> [Required action]:
Within the data beneath, some lines may hold the word "mount". Give the number of those lines and nothing else.

[Dataset entries]
[Start of Attachment]
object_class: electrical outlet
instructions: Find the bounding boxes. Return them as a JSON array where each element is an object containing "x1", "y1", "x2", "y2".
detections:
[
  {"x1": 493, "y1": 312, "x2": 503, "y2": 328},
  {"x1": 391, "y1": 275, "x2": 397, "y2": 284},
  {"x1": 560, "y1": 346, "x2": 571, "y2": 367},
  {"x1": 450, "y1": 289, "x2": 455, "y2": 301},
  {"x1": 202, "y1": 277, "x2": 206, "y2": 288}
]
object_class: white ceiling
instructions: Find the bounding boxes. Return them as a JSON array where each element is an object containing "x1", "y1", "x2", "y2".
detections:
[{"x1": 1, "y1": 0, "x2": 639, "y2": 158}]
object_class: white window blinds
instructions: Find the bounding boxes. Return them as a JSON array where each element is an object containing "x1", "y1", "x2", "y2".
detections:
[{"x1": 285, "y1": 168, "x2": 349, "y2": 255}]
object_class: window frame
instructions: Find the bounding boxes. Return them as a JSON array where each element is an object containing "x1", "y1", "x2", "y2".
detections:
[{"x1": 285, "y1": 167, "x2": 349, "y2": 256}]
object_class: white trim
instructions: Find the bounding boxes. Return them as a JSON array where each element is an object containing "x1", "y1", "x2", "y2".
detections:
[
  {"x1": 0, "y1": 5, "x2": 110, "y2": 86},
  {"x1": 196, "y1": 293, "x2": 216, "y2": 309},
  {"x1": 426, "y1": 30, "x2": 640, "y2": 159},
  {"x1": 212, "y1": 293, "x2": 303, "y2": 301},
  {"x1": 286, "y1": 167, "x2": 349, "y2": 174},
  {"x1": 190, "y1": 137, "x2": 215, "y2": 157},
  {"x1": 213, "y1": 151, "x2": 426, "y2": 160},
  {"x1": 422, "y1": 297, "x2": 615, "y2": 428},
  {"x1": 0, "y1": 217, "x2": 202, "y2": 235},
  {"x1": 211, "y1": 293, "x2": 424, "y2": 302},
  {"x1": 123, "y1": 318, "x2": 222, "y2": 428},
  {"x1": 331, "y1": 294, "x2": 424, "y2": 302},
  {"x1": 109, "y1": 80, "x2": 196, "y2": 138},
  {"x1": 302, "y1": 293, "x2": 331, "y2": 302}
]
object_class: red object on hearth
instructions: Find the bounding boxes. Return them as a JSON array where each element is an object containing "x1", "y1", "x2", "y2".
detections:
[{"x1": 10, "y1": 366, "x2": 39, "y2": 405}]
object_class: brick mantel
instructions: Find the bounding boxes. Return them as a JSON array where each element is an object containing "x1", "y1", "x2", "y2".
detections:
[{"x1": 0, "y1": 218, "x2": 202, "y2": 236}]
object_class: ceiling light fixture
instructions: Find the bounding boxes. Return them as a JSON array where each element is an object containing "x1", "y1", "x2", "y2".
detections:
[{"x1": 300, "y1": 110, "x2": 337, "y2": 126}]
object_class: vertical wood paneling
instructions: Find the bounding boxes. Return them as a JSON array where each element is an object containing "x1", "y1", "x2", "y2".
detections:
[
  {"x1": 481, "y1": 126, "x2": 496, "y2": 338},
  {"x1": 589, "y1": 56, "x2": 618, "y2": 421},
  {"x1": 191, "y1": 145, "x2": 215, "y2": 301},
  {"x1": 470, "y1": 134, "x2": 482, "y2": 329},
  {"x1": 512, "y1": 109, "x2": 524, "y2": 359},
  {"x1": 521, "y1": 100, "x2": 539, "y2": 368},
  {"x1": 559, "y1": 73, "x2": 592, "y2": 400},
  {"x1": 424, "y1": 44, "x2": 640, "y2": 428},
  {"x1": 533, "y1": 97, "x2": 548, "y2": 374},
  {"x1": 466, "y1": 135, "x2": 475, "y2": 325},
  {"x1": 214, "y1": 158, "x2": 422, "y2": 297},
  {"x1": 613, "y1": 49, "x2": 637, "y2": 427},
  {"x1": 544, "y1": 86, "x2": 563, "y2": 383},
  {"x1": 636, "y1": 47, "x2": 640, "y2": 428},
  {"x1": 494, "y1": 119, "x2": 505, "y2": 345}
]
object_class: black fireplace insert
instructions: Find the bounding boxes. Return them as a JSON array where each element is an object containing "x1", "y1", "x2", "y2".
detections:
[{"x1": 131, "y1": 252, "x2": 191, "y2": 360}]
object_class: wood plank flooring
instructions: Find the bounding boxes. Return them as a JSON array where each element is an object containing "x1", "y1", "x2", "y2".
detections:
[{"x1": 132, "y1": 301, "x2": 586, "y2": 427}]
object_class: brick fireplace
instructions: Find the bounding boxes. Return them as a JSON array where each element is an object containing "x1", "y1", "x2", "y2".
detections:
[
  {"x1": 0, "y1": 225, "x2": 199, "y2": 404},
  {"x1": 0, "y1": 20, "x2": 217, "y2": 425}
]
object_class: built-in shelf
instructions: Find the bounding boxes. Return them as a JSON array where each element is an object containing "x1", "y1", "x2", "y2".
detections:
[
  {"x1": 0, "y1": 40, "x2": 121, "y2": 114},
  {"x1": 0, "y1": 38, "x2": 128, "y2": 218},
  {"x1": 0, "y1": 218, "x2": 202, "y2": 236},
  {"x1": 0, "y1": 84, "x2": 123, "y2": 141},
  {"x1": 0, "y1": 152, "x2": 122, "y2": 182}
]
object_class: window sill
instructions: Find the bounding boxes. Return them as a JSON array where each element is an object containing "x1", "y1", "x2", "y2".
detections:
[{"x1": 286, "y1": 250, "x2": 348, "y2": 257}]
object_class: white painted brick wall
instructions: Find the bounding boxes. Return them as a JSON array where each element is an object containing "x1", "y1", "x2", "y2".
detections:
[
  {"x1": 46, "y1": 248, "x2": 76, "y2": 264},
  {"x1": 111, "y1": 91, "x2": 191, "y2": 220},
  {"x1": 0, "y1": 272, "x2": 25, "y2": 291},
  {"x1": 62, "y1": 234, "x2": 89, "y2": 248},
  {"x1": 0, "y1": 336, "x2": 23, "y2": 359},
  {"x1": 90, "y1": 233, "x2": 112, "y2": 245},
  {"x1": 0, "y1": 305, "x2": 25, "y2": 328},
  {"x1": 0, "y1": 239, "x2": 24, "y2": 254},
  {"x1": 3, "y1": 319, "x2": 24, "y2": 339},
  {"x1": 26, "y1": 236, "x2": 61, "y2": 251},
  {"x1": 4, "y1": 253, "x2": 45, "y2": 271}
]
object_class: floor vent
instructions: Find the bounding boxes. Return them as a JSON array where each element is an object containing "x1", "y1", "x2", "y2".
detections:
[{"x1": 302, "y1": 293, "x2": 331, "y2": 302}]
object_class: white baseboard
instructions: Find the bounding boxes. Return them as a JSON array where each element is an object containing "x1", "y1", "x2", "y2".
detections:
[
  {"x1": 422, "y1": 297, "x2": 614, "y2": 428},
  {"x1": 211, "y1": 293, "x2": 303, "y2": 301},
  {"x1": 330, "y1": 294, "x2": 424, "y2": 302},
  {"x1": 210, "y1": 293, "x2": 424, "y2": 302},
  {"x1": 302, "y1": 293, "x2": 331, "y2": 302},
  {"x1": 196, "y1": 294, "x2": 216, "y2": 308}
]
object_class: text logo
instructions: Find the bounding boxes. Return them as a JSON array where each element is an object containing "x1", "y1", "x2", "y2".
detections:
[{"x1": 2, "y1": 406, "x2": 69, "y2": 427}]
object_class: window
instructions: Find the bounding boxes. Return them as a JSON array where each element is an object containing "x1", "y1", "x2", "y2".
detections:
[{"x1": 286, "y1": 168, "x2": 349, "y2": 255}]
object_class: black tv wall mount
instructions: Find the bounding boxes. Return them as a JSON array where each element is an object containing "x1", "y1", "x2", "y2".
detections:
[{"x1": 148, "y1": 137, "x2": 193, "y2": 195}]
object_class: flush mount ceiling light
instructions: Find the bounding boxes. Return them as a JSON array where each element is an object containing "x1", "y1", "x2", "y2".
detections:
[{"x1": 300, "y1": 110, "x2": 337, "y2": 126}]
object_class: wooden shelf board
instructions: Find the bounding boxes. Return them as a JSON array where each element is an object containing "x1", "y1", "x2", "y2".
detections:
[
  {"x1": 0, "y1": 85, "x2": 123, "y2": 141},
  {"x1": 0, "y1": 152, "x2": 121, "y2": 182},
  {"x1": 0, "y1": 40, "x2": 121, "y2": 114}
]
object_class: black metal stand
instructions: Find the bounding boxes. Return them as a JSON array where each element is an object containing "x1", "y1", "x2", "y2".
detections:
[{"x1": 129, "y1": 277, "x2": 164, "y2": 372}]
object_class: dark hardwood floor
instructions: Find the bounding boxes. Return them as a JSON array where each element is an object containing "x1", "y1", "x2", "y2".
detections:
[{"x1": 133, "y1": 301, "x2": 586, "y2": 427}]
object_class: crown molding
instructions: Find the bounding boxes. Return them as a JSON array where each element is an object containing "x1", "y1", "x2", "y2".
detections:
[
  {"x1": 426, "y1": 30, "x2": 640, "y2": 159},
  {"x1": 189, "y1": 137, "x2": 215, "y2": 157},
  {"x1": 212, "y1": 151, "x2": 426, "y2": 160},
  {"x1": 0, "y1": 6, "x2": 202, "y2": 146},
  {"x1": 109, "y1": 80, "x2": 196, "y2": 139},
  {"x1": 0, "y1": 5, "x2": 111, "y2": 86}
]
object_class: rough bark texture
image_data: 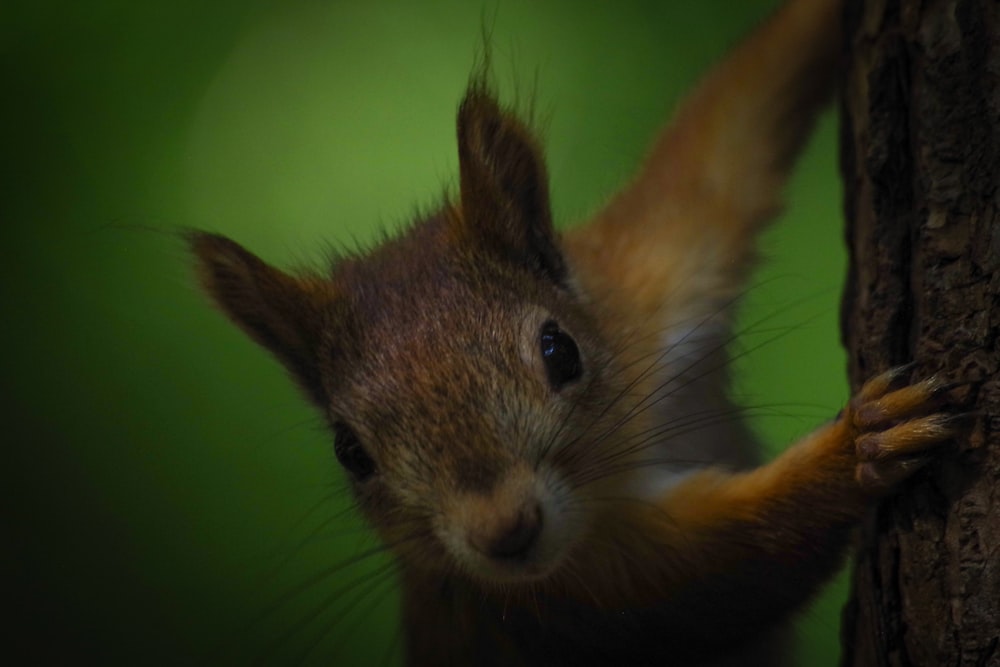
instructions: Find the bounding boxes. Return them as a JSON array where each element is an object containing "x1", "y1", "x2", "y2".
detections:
[{"x1": 840, "y1": 0, "x2": 1000, "y2": 665}]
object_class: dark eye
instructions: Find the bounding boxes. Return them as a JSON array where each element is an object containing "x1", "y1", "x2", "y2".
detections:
[
  {"x1": 333, "y1": 422, "x2": 376, "y2": 480},
  {"x1": 539, "y1": 320, "x2": 582, "y2": 390}
]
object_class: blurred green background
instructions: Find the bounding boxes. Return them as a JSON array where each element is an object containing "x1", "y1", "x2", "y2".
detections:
[{"x1": 5, "y1": 0, "x2": 846, "y2": 664}]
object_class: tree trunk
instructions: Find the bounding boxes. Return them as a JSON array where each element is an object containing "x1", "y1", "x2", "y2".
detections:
[{"x1": 839, "y1": 0, "x2": 1000, "y2": 664}]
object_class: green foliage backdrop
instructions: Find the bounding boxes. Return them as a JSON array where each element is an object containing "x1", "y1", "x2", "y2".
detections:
[{"x1": 6, "y1": 1, "x2": 845, "y2": 664}]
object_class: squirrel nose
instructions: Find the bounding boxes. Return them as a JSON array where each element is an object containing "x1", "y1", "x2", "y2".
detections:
[{"x1": 470, "y1": 503, "x2": 543, "y2": 561}]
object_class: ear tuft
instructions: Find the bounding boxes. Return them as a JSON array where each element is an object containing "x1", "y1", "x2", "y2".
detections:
[
  {"x1": 456, "y1": 82, "x2": 566, "y2": 285},
  {"x1": 187, "y1": 231, "x2": 334, "y2": 406}
]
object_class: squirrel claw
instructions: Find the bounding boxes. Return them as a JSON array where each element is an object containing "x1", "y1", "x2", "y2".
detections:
[
  {"x1": 848, "y1": 366, "x2": 960, "y2": 491},
  {"x1": 856, "y1": 455, "x2": 933, "y2": 491}
]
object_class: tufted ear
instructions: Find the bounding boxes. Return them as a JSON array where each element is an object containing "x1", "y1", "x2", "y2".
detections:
[
  {"x1": 187, "y1": 232, "x2": 335, "y2": 406},
  {"x1": 456, "y1": 85, "x2": 567, "y2": 285}
]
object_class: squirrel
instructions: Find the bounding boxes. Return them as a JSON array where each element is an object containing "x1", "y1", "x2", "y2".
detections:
[{"x1": 187, "y1": 0, "x2": 959, "y2": 664}]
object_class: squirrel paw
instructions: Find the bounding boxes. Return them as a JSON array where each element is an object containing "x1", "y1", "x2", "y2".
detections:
[{"x1": 847, "y1": 366, "x2": 960, "y2": 492}]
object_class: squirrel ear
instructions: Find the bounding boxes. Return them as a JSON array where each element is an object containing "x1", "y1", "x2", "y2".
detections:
[
  {"x1": 188, "y1": 232, "x2": 334, "y2": 406},
  {"x1": 456, "y1": 86, "x2": 567, "y2": 285}
]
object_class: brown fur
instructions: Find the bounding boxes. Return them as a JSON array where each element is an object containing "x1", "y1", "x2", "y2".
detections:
[{"x1": 187, "y1": 0, "x2": 957, "y2": 664}]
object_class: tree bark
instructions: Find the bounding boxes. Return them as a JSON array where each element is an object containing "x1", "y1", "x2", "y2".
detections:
[{"x1": 840, "y1": 0, "x2": 1000, "y2": 665}]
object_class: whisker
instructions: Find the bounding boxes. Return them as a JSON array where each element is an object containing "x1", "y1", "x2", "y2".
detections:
[
  {"x1": 239, "y1": 530, "x2": 424, "y2": 644},
  {"x1": 583, "y1": 308, "x2": 812, "y2": 462},
  {"x1": 572, "y1": 410, "x2": 749, "y2": 485},
  {"x1": 553, "y1": 292, "x2": 754, "y2": 471},
  {"x1": 260, "y1": 490, "x2": 359, "y2": 583},
  {"x1": 288, "y1": 562, "x2": 400, "y2": 666},
  {"x1": 257, "y1": 559, "x2": 398, "y2": 665}
]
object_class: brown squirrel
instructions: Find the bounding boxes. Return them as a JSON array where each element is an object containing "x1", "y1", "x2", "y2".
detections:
[{"x1": 188, "y1": 0, "x2": 959, "y2": 664}]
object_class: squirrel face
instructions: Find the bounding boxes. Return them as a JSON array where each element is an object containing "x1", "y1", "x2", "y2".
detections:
[
  {"x1": 190, "y1": 84, "x2": 634, "y2": 586},
  {"x1": 325, "y1": 234, "x2": 610, "y2": 583}
]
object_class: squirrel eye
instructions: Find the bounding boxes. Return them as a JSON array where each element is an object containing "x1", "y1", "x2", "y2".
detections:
[
  {"x1": 539, "y1": 320, "x2": 582, "y2": 390},
  {"x1": 333, "y1": 423, "x2": 375, "y2": 480}
]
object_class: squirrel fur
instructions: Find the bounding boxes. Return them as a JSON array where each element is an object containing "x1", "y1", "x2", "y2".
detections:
[{"x1": 188, "y1": 0, "x2": 958, "y2": 664}]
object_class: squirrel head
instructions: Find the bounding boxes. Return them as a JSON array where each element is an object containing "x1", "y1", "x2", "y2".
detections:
[{"x1": 189, "y1": 85, "x2": 630, "y2": 585}]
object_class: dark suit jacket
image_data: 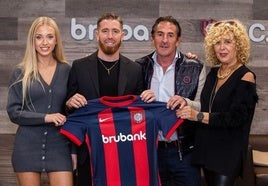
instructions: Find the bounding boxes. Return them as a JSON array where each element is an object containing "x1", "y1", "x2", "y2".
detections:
[{"x1": 67, "y1": 51, "x2": 144, "y2": 100}]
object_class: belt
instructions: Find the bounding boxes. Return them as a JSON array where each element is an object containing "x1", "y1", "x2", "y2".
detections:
[{"x1": 158, "y1": 140, "x2": 179, "y2": 148}]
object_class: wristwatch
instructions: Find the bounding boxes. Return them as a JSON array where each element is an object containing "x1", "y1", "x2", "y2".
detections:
[{"x1": 197, "y1": 112, "x2": 204, "y2": 122}]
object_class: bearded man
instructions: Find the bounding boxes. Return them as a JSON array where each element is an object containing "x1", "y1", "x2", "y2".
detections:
[End of Attachment]
> [Written solution]:
2